▸ **Exercise goal**: Give every line of the records below as a JSON list of strings, one string per line, with blank lines omitted. Leave the pictures out.

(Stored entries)
>> Begin

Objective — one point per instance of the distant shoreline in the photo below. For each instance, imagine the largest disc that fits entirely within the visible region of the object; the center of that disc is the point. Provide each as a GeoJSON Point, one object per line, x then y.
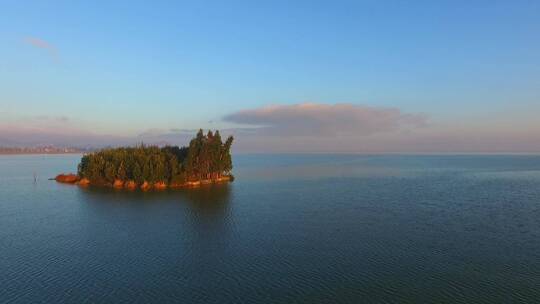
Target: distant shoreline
{"type": "Point", "coordinates": [40, 153]}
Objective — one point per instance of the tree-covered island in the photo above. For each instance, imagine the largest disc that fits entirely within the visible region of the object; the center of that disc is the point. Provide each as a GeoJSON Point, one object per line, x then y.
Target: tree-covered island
{"type": "Point", "coordinates": [206, 160]}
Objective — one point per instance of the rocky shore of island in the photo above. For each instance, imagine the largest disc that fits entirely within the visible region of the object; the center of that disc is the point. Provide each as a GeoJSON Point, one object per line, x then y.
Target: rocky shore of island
{"type": "Point", "coordinates": [207, 160]}
{"type": "Point", "coordinates": [74, 179]}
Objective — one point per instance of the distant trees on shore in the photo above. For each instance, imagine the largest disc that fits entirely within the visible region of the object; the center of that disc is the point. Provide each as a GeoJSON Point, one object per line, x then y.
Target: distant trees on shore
{"type": "Point", "coordinates": [207, 157]}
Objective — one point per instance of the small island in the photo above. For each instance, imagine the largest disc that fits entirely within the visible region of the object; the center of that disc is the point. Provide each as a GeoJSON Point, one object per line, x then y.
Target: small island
{"type": "Point", "coordinates": [206, 160]}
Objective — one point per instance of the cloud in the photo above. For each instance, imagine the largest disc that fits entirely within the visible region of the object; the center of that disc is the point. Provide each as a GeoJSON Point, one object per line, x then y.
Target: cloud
{"type": "Point", "coordinates": [313, 119]}
{"type": "Point", "coordinates": [42, 44]}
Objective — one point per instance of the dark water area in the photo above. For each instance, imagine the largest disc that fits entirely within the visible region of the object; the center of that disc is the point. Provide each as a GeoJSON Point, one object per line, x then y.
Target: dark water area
{"type": "Point", "coordinates": [290, 229]}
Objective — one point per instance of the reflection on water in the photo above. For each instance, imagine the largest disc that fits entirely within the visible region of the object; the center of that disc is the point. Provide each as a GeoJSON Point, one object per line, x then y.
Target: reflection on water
{"type": "Point", "coordinates": [290, 229]}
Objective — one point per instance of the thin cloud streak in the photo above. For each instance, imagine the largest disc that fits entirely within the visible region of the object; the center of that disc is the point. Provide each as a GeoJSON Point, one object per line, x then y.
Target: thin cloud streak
{"type": "Point", "coordinates": [42, 44]}
{"type": "Point", "coordinates": [323, 120]}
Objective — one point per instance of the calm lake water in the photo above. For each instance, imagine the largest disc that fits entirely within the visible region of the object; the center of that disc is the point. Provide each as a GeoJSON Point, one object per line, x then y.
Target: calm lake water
{"type": "Point", "coordinates": [290, 229]}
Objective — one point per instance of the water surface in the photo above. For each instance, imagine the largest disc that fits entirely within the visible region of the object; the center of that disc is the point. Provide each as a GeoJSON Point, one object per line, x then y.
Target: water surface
{"type": "Point", "coordinates": [290, 229]}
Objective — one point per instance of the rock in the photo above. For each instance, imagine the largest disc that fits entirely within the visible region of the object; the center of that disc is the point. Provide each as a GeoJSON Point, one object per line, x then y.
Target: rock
{"type": "Point", "coordinates": [145, 186]}
{"type": "Point", "coordinates": [118, 183]}
{"type": "Point", "coordinates": [83, 182]}
{"type": "Point", "coordinates": [131, 185]}
{"type": "Point", "coordinates": [67, 178]}
{"type": "Point", "coordinates": [160, 186]}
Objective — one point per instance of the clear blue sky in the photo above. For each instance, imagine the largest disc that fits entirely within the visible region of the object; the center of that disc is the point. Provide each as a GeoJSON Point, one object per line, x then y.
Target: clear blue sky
{"type": "Point", "coordinates": [126, 67]}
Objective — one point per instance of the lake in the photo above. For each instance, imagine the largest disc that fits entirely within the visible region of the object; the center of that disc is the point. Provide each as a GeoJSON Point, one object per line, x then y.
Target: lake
{"type": "Point", "coordinates": [290, 229]}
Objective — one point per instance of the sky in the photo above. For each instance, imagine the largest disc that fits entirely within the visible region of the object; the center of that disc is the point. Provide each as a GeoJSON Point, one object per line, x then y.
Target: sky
{"type": "Point", "coordinates": [281, 76]}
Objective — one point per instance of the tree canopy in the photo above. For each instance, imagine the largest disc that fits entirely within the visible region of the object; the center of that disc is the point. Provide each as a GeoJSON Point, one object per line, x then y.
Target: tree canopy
{"type": "Point", "coordinates": [207, 157]}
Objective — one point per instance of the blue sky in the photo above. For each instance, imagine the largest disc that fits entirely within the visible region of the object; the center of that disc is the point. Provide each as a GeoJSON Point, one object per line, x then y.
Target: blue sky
{"type": "Point", "coordinates": [125, 68]}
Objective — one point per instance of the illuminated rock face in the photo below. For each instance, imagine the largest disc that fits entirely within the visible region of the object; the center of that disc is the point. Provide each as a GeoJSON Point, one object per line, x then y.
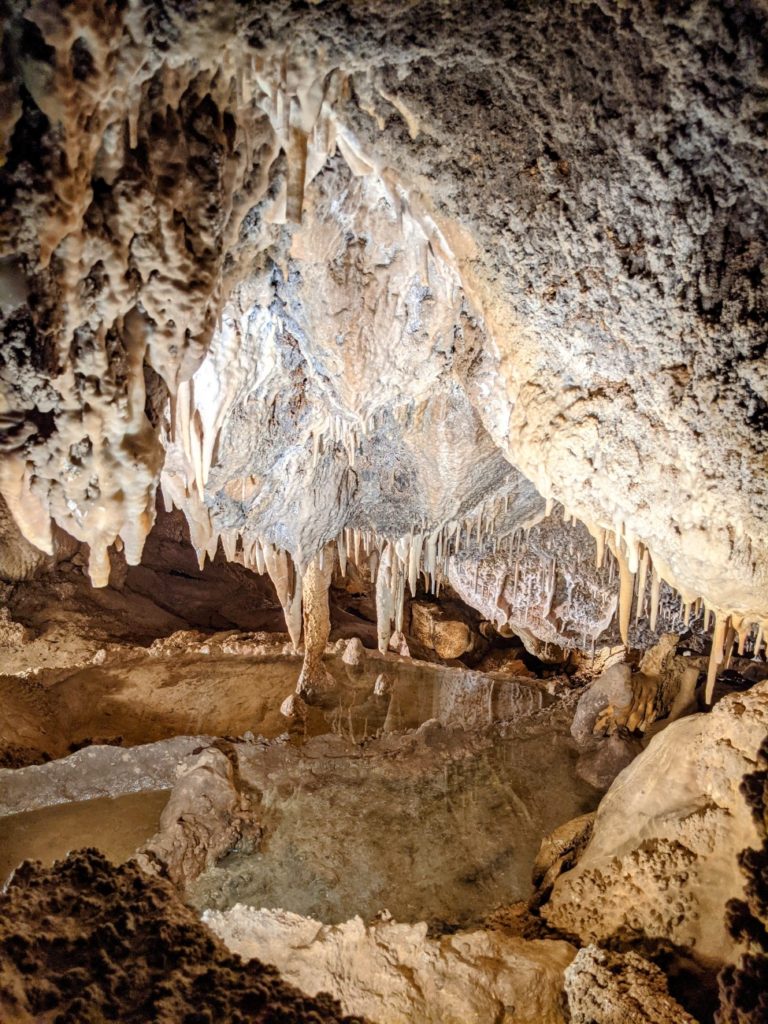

>> End

▸ **Result of the task**:
[
  "Objective — one point per instance of the distant shoreline in the photo below. For each instance, imagine the largest disc that fits entirely within the visible region of the object; the center of that disc is the point. Provide each as a GeoJSON Point, one object per line, x then y.",
  "Target: distant shoreline",
  "{\"type\": \"Point\", \"coordinates\": [40, 153]}",
  "Objective — one point per instance of the tree-covered island in the photo above. For each instance, imagine the largest disc that fits entirely within the visible region of the object; the center of that disc is the point. Provide each as a GeoJSON Point, one object per line, x then y.",
  "Target: tree-covered island",
  "{\"type\": \"Point\", \"coordinates\": [206, 160]}",
  "Objective — one point per instance of the rocky shore of island in the photo above. For each instance, imagine the largest disc that fits entirely within the visible region of the object; the center of that disc is the point. Provide each as a GeoJSON Point, one object per line, x then y.",
  "Target: rocky shore of island",
  "{\"type\": \"Point\", \"coordinates\": [207, 160]}",
  "{\"type\": \"Point\", \"coordinates\": [74, 179]}",
  "Objective — one point per instance of the distant trees on shore in the photo above. For each instance, imagine the largest disc that fits entirely within the visible region of the object; the center of that disc is the point. Provide each as a GeoJSON Point, one object per line, x then y.",
  "Target: distant trees on shore",
  "{\"type\": \"Point\", \"coordinates\": [207, 157]}",
  "Objective — one point per instance of the small island in the photo above. For each instance, imagine the largest disc that fits entirely within the visible region of the object; the center of that disc is the point. Provide each as a GeoJSON Point, one object per line, x then y.",
  "Target: small island",
  "{\"type\": \"Point\", \"coordinates\": [206, 160]}",
  "Objective — one point per instance of the cloud in the photo above. For each instance, imagine the largest disc that fits entirely within the visible region of the object; the center of that disc is the point. Provide each as a GeoJSON Point, one object per line, x then y.",
  "Target: cloud",
  "{\"type\": \"Point\", \"coordinates\": [313, 119]}",
  "{\"type\": \"Point\", \"coordinates\": [42, 44]}",
  "Objective — one point per instance of the dark water area in the photo above. For each instance, imagine the largest disc that fits entirely within the visible region of the object; the center of that disc is the point. Provide each as a GeoJSON Point, one object per line, x then y.",
  "Target: dark water area",
  "{\"type\": \"Point\", \"coordinates\": [290, 229]}",
  "Objective — one point per instance of the reflection on water in the photo above. For each instance, imagine the largest disc that fits entirely within the visible region of the object; the center of that disc is the point. Provide each as a GeoJSON Point, one object per line, x then y.",
  "Target: reflection on water",
  "{\"type\": \"Point\", \"coordinates\": [290, 229]}",
  "Objective — one point per instance of the thin cloud streak in the photo above. For each instance, imagine the largest disc that fits entirely within the visible region of the object; the center of that disc is the point. Provide each as a GeoJSON Point, one object per line, x then y.",
  "Target: thin cloud streak",
  "{\"type\": \"Point\", \"coordinates\": [42, 44]}",
  "{\"type\": \"Point\", \"coordinates\": [323, 120]}",
  "Objective — one point per instance of the calm lake water in the photo above. For each instance, imagine the largest disc that fits entirely within the visible region of the object; the center of that disc is the point. Provide each as a GeoJSON Point, one object per line, x then y.",
  "Target: calm lake water",
  "{\"type\": \"Point\", \"coordinates\": [290, 229]}",
  "Objective — one point per instance of the water surface in the photo above. For each instance, imagine the largest disc that fits entirely within the visible region of the object; the center of that disc is the point. Provide each as a GeoJSON Point, one object per line, x then y.",
  "Target: water surface",
  "{\"type\": \"Point\", \"coordinates\": [290, 229]}",
  "Objective — one point per instance of the rock in the photo above. For each instance, imagine the largest disc that fits entirely within the visible region of the object; the center of that disc is the point. Provide each as a GeoJSON Point, one object per line, x then y.",
  "Target: rock",
  "{\"type\": \"Point\", \"coordinates\": [145, 186]}",
  "{\"type\": \"Point\", \"coordinates\": [118, 183]}",
  "{\"type\": \"Point\", \"coordinates\": [83, 182]}",
  "{\"type\": \"Point\", \"coordinates\": [131, 185]}",
  "{\"type\": \"Point\", \"coordinates\": [67, 178]}",
  "{\"type\": \"Point\", \"coordinates\": [160, 186]}",
  "Objective — one point per instance of the clear blue sky in the photo above. For each instance, imagine the largest disc that fits entirely within the visible region of the object; the center of that disc is the point. Provide each as a GeoJSON Point, one object per line, x then y.",
  "Target: clear blue sky",
  "{\"type\": \"Point\", \"coordinates\": [126, 67]}",
  "Objective — one point per instance of the lake in the photo above. For each instance, imagine the largest disc that fits entirely within the visible region of the object; the center of that disc is the point. Provide each as a GeoJSON Point, one object per line, x then y.",
  "Target: lake",
  "{\"type\": \"Point\", \"coordinates\": [290, 229]}",
  "Objective — one point per instance of the sky in the photo above. For each instance, imagine the largest disc that fits entirely within the visible region of the object; the center of that disc is the point. Provide each as a GeoJSON Point, one object per line, x then y.",
  "Target: sky",
  "{\"type\": \"Point\", \"coordinates\": [281, 76]}",
  "Objective — one point per instance of the tree canopy in the photo above. For each instance, imagine the largest disc that fits entirely within the visible region of the object; the center of that disc is the point. Provide each as a GeoJSON Point, one object per line, x then y.",
  "Target: tree canopy",
  "{\"type\": \"Point\", \"coordinates\": [207, 157]}",
  "Objective — one point per instance of the blue sky in the photo above. For each instance, imagine the largest disc that fits entirely within the visible region of the object; the center of that disc is the point. Provide each as a GeoJSON Point, one object per line, x then y.",
  "Target: blue sky",
  "{\"type\": \"Point\", \"coordinates\": [125, 68]}",
  "Objective — one point per instance of the illuminated rock face in the photo below. For each instance, imagine the largest disc that fits entirely within the visible region of the object; the center of that disc is the point. Provide each as a GeoJSON Point, one object per line, x then y."
]